**Exercise details**
Throughout the listing below, show every line in which "form" occurs.

[Record excerpts — start]

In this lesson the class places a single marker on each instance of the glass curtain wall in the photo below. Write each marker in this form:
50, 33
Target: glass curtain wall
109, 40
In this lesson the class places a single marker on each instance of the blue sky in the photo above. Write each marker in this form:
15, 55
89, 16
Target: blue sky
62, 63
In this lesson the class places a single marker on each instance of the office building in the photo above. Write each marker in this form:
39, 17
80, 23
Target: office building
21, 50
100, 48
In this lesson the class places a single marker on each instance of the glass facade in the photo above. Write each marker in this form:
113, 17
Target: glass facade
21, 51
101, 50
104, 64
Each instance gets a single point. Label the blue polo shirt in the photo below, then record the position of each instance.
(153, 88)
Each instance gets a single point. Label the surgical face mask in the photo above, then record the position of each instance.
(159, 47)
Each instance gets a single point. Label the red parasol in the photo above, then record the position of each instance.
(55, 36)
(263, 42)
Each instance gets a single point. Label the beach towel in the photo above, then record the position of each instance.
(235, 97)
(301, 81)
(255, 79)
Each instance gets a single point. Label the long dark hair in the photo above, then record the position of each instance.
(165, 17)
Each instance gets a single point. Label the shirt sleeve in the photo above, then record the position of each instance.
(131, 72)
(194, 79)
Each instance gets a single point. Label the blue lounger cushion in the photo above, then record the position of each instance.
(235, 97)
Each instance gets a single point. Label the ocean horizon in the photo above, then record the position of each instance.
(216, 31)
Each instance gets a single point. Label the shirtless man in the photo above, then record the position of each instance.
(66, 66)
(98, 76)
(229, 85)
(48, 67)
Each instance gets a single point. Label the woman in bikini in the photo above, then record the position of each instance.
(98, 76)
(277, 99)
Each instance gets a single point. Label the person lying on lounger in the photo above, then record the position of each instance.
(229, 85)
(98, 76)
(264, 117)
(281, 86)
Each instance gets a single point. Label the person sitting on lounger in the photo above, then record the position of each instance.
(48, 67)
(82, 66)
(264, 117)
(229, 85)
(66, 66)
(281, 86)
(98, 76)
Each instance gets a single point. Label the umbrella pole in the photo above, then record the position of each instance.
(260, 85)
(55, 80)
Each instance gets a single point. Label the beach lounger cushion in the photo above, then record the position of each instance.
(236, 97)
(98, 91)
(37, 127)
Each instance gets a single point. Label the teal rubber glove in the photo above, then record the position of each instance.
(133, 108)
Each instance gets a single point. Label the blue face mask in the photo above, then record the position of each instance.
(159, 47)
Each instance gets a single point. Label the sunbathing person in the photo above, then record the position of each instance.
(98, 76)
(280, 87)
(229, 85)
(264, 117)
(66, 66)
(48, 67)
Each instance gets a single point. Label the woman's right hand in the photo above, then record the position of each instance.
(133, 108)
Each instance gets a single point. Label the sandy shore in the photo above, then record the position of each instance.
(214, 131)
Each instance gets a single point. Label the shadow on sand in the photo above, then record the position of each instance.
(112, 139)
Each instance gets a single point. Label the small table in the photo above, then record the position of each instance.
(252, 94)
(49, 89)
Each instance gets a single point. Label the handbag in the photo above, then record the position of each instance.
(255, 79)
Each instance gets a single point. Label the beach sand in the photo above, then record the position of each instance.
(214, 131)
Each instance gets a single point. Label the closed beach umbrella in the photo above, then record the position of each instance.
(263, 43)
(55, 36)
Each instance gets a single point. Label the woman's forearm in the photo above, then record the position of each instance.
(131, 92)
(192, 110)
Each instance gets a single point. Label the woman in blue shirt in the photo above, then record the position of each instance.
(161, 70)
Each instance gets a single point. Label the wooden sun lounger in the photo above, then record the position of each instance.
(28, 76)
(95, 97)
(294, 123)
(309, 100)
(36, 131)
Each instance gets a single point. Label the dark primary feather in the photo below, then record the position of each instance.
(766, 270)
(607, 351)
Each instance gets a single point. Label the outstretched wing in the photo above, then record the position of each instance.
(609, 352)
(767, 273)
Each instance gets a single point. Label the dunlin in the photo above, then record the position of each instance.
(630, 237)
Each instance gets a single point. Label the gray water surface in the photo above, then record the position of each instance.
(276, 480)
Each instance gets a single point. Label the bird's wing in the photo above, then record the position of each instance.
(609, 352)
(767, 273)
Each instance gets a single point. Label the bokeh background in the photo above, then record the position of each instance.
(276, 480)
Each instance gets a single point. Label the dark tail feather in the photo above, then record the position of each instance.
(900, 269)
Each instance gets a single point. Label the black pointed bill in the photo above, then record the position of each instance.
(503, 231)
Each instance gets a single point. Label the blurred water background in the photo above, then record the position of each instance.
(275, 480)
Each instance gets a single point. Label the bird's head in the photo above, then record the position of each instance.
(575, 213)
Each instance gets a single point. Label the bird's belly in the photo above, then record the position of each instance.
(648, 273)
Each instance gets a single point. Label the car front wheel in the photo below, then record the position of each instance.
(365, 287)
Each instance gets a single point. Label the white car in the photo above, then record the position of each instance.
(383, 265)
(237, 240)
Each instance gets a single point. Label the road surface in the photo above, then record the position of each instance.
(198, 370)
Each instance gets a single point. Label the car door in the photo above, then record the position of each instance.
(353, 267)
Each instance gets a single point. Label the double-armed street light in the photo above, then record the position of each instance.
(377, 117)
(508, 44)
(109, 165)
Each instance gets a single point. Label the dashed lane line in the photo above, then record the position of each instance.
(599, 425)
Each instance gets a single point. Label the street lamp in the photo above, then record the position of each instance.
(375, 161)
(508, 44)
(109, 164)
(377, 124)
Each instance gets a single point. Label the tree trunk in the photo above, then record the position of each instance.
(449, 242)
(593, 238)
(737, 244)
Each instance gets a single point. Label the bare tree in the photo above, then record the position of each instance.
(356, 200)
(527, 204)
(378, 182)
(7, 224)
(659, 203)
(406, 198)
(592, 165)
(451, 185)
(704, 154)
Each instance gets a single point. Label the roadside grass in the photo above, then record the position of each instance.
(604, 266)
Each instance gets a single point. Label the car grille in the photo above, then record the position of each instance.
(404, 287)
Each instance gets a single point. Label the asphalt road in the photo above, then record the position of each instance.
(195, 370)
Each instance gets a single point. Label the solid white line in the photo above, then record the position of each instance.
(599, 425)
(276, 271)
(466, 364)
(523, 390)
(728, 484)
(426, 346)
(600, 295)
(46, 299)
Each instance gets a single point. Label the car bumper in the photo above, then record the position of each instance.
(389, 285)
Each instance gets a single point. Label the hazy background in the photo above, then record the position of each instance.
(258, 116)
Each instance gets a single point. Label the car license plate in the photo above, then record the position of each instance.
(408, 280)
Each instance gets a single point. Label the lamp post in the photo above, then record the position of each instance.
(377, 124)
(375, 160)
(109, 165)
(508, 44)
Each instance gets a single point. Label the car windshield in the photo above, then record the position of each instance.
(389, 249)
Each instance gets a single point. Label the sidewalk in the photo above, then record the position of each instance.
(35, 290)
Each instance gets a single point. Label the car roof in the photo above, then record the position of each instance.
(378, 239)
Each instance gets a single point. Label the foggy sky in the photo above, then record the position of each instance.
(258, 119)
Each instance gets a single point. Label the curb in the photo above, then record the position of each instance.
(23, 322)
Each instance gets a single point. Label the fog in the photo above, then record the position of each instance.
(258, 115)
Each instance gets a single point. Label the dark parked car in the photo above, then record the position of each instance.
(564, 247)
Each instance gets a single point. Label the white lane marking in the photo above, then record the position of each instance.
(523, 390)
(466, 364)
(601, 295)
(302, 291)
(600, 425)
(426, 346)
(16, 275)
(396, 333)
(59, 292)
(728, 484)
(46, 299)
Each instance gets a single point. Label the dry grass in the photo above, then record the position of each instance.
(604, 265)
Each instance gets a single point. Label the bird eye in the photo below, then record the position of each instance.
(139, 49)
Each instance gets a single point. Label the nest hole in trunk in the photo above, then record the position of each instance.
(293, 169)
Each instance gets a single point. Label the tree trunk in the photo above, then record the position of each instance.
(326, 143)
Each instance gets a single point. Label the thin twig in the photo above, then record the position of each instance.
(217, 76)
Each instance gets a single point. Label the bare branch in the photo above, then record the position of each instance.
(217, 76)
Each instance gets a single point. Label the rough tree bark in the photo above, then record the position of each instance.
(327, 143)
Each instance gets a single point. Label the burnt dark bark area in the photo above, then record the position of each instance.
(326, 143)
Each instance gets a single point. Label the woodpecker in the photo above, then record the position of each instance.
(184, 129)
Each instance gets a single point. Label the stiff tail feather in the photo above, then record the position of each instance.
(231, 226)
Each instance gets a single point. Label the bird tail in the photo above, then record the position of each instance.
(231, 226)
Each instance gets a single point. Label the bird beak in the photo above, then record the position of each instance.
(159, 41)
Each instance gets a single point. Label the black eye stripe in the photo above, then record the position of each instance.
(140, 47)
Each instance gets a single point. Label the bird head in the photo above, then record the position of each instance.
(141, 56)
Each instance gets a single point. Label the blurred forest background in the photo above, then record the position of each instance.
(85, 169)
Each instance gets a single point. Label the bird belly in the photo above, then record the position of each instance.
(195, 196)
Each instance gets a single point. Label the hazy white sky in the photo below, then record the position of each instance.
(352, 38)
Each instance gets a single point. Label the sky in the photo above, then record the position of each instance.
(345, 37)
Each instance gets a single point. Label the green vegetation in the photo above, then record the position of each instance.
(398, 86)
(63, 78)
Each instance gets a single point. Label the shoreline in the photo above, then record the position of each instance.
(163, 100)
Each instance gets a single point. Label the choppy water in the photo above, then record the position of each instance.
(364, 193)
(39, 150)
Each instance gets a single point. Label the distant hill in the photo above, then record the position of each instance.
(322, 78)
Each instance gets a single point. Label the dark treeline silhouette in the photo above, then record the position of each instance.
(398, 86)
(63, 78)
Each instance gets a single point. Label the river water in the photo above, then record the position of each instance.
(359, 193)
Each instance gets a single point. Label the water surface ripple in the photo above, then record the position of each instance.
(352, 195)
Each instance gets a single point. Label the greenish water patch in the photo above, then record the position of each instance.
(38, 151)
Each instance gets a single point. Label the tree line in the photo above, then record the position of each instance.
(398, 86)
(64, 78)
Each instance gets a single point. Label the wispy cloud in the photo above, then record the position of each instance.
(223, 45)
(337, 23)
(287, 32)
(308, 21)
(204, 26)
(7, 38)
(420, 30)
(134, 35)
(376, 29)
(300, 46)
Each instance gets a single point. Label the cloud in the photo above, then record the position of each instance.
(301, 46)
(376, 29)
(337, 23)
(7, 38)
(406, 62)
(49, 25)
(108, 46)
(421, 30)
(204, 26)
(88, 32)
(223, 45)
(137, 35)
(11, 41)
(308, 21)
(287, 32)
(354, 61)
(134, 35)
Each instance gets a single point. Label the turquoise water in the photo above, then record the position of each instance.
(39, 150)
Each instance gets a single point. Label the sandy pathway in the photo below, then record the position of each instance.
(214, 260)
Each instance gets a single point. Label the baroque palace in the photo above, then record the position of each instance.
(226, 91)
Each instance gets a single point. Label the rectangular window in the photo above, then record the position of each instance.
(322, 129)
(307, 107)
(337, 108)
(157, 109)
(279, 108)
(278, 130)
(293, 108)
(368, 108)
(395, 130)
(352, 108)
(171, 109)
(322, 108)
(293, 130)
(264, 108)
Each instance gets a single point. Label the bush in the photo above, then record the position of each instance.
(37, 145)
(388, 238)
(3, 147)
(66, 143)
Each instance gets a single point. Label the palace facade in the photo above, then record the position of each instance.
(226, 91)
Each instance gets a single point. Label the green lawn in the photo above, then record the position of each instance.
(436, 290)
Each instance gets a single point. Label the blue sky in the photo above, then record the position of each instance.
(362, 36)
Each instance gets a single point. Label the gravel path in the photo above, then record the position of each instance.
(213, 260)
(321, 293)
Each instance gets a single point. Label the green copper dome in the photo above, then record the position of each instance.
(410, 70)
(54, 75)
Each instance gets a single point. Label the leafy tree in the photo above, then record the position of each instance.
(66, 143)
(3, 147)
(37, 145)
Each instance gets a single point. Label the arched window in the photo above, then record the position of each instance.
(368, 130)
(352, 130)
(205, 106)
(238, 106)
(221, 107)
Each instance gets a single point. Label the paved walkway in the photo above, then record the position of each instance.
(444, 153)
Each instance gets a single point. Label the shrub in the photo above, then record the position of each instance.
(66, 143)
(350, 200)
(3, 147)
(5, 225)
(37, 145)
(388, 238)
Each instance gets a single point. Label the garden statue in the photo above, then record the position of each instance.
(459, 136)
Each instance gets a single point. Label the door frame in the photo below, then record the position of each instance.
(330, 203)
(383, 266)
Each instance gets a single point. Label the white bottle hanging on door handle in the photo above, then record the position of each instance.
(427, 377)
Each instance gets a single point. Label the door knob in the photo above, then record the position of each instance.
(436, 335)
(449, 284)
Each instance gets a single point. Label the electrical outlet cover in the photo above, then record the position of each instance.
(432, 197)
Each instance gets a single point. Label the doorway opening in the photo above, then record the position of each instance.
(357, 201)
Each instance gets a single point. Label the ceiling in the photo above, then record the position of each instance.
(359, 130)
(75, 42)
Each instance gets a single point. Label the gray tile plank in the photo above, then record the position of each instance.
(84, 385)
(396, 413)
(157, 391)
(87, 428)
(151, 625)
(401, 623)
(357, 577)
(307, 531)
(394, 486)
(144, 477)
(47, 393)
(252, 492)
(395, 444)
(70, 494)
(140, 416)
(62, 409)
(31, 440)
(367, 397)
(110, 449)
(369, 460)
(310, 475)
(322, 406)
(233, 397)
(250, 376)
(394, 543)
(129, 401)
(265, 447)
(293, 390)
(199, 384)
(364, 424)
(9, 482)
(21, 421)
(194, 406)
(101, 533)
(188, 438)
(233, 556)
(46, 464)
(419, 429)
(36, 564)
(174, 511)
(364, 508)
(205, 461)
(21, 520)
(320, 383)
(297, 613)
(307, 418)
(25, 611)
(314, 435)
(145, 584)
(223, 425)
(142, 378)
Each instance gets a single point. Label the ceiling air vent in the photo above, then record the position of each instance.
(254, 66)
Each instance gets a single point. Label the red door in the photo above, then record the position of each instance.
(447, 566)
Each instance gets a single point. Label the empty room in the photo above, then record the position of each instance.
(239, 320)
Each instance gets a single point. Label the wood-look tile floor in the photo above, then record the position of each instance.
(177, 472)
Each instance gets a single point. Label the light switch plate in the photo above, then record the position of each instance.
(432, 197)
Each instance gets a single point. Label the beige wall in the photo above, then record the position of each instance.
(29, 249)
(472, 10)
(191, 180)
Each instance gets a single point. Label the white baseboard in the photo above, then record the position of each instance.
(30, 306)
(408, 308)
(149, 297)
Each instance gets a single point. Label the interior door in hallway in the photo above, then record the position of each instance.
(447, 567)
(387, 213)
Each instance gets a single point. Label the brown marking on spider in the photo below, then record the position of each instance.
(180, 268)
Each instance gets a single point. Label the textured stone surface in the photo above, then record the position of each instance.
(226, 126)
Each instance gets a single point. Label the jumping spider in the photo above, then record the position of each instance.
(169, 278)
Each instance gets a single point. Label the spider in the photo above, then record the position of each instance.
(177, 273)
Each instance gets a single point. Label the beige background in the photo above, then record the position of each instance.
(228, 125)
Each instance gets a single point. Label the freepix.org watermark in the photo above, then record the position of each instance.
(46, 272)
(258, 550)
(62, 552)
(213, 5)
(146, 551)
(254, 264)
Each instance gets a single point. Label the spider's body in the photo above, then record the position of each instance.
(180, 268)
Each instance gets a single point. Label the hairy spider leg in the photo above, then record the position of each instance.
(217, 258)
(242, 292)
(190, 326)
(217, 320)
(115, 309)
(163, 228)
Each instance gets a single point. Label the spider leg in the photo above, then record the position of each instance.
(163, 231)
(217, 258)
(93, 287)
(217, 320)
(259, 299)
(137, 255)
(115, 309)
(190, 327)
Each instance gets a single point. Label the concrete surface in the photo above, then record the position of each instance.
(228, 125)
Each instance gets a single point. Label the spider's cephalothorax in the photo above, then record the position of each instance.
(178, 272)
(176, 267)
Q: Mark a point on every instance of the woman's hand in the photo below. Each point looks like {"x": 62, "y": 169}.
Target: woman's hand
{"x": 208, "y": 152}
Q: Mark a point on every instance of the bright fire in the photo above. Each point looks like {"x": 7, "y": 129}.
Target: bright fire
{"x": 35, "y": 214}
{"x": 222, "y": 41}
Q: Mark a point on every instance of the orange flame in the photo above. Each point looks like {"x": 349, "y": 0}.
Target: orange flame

[Record excerpts — finish]

**Exercise solution**
In this lesson the class places a single marker on each instance of the glass curtain wall in the photo below. Write each marker in this form:
In this lesson the class places a single marker on each instance of the blue sky in the photo above. Write each marker in this form:
In this lesson the class places a single marker on each instance of the office building in the photo above. Write each marker in this form:
In this lesson the class places a single marker on each instance of the glass facade in the photo above. Write each marker in this form:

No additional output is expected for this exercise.